START Supplied material

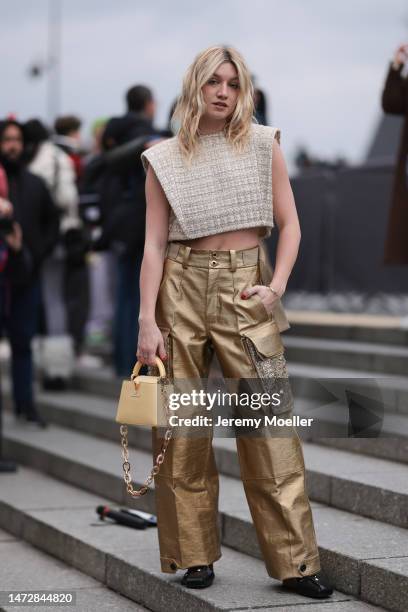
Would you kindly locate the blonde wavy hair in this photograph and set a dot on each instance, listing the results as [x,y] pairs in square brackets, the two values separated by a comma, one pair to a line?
[191,106]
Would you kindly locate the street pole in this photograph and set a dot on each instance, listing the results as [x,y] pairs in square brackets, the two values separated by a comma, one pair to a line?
[5,465]
[54,59]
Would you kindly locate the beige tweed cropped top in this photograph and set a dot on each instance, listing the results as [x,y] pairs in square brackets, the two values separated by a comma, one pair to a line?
[221,190]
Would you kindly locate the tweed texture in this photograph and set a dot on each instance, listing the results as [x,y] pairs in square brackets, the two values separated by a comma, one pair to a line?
[222,190]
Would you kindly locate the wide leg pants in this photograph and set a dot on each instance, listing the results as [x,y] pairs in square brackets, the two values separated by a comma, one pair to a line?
[199,310]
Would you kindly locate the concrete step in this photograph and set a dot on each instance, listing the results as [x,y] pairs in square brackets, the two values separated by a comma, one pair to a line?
[26,568]
[368,356]
[369,486]
[351,546]
[330,425]
[307,380]
[383,329]
[60,520]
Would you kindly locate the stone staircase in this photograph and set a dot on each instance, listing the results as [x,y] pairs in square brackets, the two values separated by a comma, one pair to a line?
[358,489]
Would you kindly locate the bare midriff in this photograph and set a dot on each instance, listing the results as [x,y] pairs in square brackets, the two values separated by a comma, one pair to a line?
[237,240]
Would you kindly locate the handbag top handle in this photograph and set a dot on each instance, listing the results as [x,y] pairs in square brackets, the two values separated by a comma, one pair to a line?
[159,363]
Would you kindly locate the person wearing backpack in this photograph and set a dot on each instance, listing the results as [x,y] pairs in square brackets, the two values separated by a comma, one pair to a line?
[123,208]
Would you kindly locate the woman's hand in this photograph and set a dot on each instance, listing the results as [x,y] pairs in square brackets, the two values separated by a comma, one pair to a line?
[401,55]
[268,297]
[15,238]
[150,343]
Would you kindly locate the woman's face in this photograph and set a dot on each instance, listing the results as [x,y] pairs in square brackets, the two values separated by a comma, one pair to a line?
[221,92]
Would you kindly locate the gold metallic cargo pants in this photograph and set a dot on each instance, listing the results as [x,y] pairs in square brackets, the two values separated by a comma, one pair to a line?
[199,310]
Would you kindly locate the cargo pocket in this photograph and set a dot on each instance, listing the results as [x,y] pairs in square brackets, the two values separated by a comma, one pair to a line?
[263,345]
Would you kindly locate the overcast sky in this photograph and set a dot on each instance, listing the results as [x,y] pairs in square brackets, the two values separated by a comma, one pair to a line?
[321,63]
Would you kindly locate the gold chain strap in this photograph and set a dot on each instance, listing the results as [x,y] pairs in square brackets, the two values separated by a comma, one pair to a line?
[159,459]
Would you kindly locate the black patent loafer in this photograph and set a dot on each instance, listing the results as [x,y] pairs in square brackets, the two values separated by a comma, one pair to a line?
[316,586]
[198,577]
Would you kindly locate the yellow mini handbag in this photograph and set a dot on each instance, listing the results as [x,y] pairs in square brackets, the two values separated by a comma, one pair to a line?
[143,401]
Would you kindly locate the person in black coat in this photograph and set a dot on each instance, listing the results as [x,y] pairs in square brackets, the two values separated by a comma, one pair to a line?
[123,208]
[395,102]
[35,219]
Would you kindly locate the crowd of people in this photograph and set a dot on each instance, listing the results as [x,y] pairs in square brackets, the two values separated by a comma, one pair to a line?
[72,225]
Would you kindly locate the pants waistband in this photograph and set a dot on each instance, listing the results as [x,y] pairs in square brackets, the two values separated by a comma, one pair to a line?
[212,258]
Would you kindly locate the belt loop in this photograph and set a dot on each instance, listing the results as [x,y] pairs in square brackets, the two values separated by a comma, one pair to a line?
[186,255]
[233,259]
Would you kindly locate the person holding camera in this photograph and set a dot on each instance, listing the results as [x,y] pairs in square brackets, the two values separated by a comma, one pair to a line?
[29,225]
[395,102]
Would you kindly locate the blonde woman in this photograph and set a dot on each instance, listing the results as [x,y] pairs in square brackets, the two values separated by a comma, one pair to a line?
[213,191]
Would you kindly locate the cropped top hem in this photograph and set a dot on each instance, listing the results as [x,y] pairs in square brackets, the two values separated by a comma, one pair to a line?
[222,190]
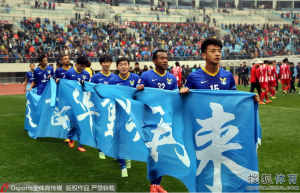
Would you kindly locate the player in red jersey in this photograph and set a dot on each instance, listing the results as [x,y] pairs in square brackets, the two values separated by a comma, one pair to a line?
[254,79]
[177,72]
[272,78]
[285,76]
[263,81]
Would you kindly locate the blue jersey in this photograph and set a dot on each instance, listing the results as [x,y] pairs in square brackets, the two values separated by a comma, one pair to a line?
[102,78]
[130,81]
[60,72]
[201,79]
[40,78]
[153,79]
[30,77]
[73,74]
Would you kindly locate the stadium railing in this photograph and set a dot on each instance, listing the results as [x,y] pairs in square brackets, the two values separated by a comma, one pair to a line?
[141,59]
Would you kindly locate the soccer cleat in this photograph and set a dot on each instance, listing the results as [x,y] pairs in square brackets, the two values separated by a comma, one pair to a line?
[101,155]
[81,149]
[128,164]
[160,189]
[71,143]
[153,188]
[284,93]
[124,173]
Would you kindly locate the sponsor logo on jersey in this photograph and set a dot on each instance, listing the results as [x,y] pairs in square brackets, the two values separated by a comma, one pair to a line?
[223,80]
[131,83]
[169,81]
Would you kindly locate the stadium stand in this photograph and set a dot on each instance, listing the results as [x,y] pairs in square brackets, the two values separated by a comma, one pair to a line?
[29,28]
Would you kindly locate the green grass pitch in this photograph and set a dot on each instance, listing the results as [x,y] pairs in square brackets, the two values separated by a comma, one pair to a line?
[49,160]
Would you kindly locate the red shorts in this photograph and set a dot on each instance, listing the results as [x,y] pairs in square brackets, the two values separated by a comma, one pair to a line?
[263,85]
[285,81]
[272,83]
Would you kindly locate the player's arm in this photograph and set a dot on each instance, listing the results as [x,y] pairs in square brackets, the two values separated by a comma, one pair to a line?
[26,82]
[189,84]
[141,82]
[32,85]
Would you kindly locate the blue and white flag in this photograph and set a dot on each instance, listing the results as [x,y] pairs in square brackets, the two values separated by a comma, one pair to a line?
[207,139]
[225,133]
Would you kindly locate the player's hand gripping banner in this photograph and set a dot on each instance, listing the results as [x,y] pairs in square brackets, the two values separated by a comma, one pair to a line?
[207,139]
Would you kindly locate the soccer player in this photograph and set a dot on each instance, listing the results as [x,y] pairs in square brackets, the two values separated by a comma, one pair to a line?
[263,81]
[254,79]
[293,71]
[177,72]
[41,75]
[272,78]
[211,76]
[158,78]
[103,77]
[60,72]
[285,75]
[79,74]
[29,77]
[125,78]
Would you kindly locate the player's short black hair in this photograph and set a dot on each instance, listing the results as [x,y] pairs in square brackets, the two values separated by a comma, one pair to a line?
[155,53]
[41,57]
[208,42]
[105,58]
[81,60]
[63,56]
[121,60]
[89,64]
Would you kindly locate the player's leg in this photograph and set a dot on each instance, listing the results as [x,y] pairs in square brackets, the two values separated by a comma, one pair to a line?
[252,87]
[124,173]
[263,93]
[80,147]
[101,154]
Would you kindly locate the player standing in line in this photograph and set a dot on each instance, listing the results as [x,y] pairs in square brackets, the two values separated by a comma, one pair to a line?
[263,81]
[285,75]
[41,75]
[60,72]
[158,78]
[254,78]
[29,77]
[103,77]
[125,78]
[272,79]
[211,76]
[177,72]
[79,74]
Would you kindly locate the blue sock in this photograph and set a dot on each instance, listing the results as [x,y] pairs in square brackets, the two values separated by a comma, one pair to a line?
[158,180]
[122,163]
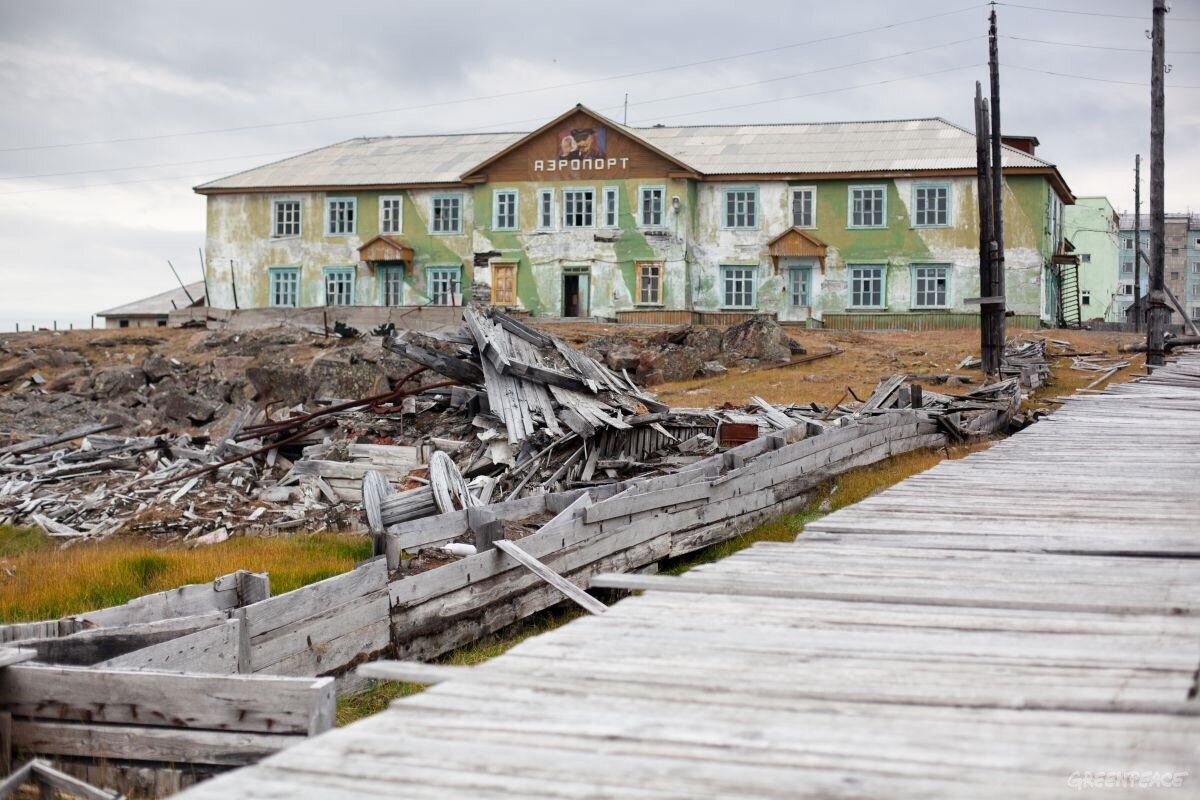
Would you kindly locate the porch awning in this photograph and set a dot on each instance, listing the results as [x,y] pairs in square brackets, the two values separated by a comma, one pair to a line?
[385,248]
[796,242]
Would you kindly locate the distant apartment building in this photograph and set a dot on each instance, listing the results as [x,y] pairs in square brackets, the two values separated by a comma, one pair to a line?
[1181,262]
[1093,228]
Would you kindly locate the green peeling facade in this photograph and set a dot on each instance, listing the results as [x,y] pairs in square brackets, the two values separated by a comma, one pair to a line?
[703,264]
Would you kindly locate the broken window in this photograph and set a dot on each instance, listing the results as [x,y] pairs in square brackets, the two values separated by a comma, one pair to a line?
[804,212]
[444,286]
[391,280]
[867,287]
[742,208]
[286,218]
[579,208]
[651,205]
[285,288]
[930,287]
[931,205]
[649,283]
[340,212]
[868,206]
[340,286]
[504,210]
[390,215]
[738,287]
[447,214]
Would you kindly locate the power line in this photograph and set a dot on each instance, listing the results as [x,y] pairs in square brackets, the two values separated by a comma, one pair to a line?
[499,95]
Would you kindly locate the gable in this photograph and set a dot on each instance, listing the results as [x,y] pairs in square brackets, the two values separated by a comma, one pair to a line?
[579,145]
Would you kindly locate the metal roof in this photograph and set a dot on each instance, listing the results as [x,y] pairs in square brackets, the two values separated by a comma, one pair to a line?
[880,146]
[159,305]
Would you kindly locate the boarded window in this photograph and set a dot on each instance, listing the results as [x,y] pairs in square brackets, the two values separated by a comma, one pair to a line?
[649,283]
[504,284]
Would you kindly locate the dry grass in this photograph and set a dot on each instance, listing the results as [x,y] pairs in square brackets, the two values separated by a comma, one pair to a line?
[39,581]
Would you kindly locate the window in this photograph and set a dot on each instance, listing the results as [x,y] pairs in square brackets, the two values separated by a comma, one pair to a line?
[651,205]
[742,209]
[391,286]
[504,210]
[579,208]
[340,212]
[504,284]
[444,286]
[287,218]
[868,206]
[867,287]
[611,206]
[445,215]
[799,286]
[930,287]
[804,211]
[930,205]
[339,286]
[546,209]
[285,288]
[391,210]
[649,283]
[738,287]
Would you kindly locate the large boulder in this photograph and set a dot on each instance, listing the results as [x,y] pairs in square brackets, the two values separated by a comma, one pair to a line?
[759,337]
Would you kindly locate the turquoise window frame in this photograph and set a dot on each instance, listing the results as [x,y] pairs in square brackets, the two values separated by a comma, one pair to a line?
[496,209]
[883,286]
[354,215]
[725,208]
[949,204]
[462,210]
[444,268]
[850,206]
[947,270]
[384,274]
[275,274]
[754,286]
[327,272]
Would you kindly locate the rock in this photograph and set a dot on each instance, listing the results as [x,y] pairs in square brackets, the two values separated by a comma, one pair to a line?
[759,337]
[118,380]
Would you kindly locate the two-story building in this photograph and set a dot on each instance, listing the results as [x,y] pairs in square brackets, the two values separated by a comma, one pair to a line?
[849,223]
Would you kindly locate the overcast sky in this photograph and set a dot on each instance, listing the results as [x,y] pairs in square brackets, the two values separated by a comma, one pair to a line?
[141,101]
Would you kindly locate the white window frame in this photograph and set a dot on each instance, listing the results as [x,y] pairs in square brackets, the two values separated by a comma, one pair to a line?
[274,284]
[275,217]
[642,221]
[588,212]
[511,193]
[393,223]
[611,206]
[882,269]
[811,191]
[924,186]
[433,217]
[946,272]
[750,274]
[753,209]
[883,205]
[352,206]
[329,272]
[546,210]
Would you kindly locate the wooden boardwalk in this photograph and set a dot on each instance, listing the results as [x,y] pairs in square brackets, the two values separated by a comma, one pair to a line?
[1024,623]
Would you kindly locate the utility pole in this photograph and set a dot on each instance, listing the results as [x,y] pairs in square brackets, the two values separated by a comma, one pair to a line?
[1156,324]
[1137,242]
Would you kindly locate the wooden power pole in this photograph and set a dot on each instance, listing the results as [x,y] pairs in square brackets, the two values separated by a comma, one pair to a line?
[1156,323]
[1137,242]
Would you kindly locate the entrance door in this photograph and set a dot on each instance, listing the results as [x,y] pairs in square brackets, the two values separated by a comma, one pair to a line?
[575,295]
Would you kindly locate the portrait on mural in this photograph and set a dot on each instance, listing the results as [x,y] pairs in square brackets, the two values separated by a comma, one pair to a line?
[582,143]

END Supplied material

*Given request:*
Give back exactly the lines that run from the line with "Would you kindly locate the wooden boardwalk" through the close of the material, counting both ends, and nothing more.

*Output below:*
Would you kindly locate the wooden boardwalk in this photograph and set a dot on each instance, listing the results as [x,y] pairs in square brackets, the two values separated by a comma, one pair to a line?
[1024,623]
Would you kindly locate the utility pole in this photograph and set a dot on each instance, listing the results as [x,y] pairs in square brackets, the two values separated by a comma, one pair to a line?
[1156,324]
[1137,242]
Would you kindly locate the wooden power pole in this photograph and set a dot on each instance, listing the results as [x,y] pairs in square brackets, the two values separated by a comma, one pair to a line?
[1156,323]
[1137,242]
Would you kindly locate the entrance door in this photograph and set a dot on each instance, listing the results as [x,y] pairs in square brackets, the two values separated by a comma, one pair to a line?
[575,295]
Would you kindly locate the portrait on mural in this photograph and set a dot on each instance, listing the results as [x,y] pairs in square brackets, the two values separated by a comma, one pair to a line?
[582,143]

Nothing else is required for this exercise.